Museums, Churches, Bars and 5 More Offbeat Workout Spaces

No matter how much you love your local gym, sometimes a change of scenery is both nice and motivating. You may even feel inspired to exercise for longer and harder in a new setting, especially if it has a cool backstory, like these eight out-of-the-box, very non-traditional places to break a sweat across the U.S.


Where: The Metropolitan Museum of Art in New York City

What: Contemporary dance company Monica Bill Barnes & Company teamed up with and writer/illustrator Maira Kalman to create an exercise experience called the Museum Workout at the world-famous Met, which houses 5,000-plus years of iconic art. Wearing sequined dresses and tennis shoes, Barnes and dance partner Anna Bass take an intimate group of participants on a physical and interactive journey through the 137-year-old establishment located in Central Park. The 45-minute dance-cardio workout moves to the soundtrack of Kalman’s voice blended with disco and Motown hits.

When: Available on select Thursdays, January through March, at 8:30 a.m. before the museum opens to the public. The $ 35 tickets, which include admission to the museum for the rest of the day, are sold out for now, but check the website to see if they extend this popular program into the spring.


Where: Grace Cathedral in San Francisco

What: Vibrant yoga mats fill the aisles, alter and indoor labyrinth at this historically progressive Episcopal church — the country’s third-largest — in the heart of the city. Led by hatha flow and restorative yoga instructor Darren Main, the weekly practice begins with a brief reflection from a clergyman and is accompanied by live music. Hundreds of locals and travelers of all ages and abilities attend each week.

When: Every Tuesdays from 6:15–7:30 p.m., except in December. Class is free, but a $ 10–$ 20 donation is suggested. See the website for details.

• _Direction a_
Answer these questions about the workout spaces article, marking each answer as its question is marked:
(i) How long does the Museum Workout at the Met last?
(ii) What donation is suggested for the yoga class at Grace Cathedral?
(iii) Who leads the weekly yoga practice at Grace Cathedral?

• _Raw records_
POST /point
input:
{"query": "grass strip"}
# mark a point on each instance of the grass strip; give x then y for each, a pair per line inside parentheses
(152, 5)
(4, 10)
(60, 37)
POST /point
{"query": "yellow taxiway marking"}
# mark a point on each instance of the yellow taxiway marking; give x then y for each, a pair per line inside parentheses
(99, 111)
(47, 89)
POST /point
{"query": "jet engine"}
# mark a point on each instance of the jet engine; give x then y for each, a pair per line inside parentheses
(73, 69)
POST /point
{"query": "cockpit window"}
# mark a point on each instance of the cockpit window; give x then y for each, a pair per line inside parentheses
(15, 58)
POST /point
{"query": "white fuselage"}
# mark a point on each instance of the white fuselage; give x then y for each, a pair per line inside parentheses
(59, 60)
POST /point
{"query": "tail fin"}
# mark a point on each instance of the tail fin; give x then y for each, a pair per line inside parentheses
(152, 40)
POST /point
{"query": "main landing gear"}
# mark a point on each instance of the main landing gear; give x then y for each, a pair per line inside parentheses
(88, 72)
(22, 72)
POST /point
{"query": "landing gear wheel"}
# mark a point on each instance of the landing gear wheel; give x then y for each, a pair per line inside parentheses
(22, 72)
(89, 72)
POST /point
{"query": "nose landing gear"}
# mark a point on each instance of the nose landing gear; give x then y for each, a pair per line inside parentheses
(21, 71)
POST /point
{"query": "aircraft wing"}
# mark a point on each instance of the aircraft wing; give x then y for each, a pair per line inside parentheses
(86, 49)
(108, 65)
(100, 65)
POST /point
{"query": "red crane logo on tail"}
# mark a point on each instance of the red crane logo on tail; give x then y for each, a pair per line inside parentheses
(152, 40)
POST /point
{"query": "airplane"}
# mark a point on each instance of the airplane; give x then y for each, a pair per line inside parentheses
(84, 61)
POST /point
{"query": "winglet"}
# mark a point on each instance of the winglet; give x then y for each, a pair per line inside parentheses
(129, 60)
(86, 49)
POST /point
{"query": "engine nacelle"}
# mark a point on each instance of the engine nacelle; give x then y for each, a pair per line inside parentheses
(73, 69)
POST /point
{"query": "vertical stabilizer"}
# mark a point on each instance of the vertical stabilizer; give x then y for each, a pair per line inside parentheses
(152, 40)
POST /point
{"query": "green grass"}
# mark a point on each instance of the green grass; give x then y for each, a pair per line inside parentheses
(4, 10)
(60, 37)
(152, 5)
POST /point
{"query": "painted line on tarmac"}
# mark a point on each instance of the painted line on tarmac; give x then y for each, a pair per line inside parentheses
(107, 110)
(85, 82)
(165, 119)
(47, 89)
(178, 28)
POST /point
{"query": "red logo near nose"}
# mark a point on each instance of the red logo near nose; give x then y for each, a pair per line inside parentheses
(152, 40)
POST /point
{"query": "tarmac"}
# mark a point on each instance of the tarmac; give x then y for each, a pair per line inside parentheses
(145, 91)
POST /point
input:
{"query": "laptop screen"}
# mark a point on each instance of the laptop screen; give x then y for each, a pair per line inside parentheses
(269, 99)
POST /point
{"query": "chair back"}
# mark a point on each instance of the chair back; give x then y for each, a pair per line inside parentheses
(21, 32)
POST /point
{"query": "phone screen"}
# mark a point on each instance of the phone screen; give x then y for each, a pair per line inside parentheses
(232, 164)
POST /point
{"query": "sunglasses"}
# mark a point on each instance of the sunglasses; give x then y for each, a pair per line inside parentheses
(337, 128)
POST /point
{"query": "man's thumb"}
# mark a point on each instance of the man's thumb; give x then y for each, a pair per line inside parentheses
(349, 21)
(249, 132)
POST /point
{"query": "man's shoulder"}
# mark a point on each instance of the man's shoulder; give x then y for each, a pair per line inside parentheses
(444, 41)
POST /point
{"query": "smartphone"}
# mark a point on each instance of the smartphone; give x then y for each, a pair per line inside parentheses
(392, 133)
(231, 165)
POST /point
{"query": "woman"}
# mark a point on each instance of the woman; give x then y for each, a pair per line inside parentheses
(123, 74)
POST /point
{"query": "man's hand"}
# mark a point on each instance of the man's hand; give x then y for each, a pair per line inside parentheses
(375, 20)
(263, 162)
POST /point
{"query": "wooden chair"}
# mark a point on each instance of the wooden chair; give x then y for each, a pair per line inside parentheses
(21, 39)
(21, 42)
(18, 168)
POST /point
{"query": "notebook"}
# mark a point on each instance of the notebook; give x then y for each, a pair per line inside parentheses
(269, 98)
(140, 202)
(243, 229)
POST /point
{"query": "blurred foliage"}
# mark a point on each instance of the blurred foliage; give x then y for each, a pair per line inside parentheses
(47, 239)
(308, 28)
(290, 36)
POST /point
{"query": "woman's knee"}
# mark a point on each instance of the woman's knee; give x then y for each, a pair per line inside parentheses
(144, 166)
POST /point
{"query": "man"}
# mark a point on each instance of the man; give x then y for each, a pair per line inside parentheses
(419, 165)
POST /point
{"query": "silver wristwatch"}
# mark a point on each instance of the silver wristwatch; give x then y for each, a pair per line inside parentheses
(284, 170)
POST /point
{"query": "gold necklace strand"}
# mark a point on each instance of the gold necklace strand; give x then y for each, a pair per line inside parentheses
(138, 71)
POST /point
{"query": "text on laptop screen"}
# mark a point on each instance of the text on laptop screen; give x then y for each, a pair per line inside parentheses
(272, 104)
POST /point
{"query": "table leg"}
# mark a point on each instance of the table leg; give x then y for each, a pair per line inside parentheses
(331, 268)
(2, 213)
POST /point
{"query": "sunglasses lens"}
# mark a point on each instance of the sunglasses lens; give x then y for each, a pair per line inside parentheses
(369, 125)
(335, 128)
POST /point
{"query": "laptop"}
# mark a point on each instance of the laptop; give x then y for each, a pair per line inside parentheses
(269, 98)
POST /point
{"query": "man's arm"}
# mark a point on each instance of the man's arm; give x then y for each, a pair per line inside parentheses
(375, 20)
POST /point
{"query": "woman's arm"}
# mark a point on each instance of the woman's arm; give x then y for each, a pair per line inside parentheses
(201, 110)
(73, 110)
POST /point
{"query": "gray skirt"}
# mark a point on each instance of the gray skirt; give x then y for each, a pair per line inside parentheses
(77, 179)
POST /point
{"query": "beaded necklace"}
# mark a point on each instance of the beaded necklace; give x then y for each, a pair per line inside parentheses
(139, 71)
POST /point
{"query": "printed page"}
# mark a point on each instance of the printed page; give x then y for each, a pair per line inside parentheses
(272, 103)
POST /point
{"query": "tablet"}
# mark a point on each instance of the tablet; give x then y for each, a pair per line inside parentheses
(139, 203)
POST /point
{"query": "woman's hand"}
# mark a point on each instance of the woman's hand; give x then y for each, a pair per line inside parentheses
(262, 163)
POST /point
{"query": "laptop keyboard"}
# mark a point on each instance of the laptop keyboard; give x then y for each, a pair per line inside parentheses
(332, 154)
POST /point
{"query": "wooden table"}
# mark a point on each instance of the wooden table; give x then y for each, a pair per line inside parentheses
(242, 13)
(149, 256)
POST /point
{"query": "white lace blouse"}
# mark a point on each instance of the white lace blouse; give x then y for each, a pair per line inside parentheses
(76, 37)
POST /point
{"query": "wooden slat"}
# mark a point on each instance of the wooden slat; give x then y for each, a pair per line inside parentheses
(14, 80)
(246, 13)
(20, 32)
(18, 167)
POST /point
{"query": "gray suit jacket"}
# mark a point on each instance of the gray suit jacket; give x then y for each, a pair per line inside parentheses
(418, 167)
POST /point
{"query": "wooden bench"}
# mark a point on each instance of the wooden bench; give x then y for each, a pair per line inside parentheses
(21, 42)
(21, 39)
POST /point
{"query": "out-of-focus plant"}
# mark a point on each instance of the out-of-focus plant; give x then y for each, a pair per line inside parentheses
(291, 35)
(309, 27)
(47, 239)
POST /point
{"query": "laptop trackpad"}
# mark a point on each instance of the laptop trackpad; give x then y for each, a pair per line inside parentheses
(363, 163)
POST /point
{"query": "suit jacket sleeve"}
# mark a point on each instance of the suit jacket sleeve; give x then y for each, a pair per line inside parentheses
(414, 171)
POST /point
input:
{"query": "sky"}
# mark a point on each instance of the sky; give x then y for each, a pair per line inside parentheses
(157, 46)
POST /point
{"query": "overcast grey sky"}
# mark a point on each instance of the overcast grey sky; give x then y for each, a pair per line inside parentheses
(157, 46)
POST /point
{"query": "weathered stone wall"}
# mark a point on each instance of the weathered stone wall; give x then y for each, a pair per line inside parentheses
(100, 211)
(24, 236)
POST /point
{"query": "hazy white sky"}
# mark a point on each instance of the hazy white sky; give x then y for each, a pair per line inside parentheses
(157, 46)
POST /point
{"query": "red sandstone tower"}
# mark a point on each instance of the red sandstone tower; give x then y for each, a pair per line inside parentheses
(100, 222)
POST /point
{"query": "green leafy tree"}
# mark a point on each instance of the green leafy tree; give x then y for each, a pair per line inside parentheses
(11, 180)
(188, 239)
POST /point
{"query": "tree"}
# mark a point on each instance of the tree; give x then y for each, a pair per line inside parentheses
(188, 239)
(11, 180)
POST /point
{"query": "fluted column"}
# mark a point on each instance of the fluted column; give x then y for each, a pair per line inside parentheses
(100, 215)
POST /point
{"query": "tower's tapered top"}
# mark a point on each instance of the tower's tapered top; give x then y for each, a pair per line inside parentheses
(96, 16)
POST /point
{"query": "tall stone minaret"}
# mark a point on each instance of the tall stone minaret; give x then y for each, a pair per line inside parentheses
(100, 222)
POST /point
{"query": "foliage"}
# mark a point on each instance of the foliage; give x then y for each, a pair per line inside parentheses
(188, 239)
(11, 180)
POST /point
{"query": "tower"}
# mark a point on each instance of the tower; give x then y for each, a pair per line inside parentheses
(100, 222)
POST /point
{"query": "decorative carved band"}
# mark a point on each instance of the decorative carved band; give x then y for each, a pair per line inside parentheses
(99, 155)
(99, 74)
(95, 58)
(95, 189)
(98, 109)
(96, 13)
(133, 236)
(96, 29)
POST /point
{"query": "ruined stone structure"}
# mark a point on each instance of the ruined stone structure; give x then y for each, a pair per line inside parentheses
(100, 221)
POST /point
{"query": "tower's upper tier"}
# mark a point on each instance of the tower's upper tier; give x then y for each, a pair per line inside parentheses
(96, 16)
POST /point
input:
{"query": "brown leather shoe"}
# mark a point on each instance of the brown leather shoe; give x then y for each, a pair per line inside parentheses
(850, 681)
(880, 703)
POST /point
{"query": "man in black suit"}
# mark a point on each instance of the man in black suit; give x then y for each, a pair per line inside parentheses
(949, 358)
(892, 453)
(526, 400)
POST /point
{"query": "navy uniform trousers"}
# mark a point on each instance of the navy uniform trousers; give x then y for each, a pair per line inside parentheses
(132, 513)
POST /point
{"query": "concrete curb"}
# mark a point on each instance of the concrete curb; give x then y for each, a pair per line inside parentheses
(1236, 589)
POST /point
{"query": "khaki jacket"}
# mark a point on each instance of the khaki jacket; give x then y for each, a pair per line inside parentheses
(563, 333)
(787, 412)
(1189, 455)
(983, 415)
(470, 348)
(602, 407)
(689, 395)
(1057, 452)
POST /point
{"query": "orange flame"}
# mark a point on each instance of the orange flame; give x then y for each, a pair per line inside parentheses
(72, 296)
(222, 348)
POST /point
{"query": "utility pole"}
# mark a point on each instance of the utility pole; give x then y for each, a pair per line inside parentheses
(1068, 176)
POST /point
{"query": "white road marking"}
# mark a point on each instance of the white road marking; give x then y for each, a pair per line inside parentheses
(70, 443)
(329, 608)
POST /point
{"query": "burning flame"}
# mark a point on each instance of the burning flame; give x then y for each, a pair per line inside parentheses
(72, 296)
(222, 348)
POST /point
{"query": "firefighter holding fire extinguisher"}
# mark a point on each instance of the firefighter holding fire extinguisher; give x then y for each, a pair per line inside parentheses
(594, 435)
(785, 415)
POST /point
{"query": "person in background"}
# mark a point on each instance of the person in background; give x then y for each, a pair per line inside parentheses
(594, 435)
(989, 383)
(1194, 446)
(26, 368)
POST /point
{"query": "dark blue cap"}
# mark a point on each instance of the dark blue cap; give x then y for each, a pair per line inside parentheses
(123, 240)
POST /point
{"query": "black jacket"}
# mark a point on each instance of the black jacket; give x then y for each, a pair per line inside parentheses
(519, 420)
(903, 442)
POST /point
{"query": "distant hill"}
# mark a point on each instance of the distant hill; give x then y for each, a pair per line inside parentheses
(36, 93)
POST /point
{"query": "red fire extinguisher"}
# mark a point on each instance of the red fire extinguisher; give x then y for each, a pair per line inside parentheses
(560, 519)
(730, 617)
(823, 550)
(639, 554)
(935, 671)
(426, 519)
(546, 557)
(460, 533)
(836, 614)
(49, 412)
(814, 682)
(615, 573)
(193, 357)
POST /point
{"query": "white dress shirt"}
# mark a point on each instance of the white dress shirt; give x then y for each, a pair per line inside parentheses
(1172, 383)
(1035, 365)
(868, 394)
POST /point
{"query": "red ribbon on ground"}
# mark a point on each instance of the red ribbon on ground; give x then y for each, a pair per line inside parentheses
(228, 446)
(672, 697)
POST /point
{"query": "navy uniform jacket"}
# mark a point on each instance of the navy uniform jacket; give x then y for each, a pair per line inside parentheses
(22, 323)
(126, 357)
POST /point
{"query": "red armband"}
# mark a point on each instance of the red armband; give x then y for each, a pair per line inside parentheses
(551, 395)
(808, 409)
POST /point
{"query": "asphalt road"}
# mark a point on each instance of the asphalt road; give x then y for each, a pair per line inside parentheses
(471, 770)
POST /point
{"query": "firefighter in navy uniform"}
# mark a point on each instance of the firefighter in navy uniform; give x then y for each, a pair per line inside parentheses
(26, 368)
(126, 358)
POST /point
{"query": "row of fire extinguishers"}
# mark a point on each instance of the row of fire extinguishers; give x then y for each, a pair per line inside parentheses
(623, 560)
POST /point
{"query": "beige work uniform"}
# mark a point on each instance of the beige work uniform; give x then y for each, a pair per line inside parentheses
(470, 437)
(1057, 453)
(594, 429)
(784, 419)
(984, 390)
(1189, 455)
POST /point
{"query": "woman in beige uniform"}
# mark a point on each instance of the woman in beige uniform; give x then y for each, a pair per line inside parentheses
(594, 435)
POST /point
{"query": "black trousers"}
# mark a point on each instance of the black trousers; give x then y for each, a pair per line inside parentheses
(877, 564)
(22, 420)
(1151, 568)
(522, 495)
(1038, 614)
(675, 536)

• _Direction b_
Count the lines of the records that contain the string "text", treating uppercase and lowercase as different, and give only the number.

• _Answer a_
(i) 45 minutes
(ii) $10–$20
(iii) Darren Main

• _Answer b_
2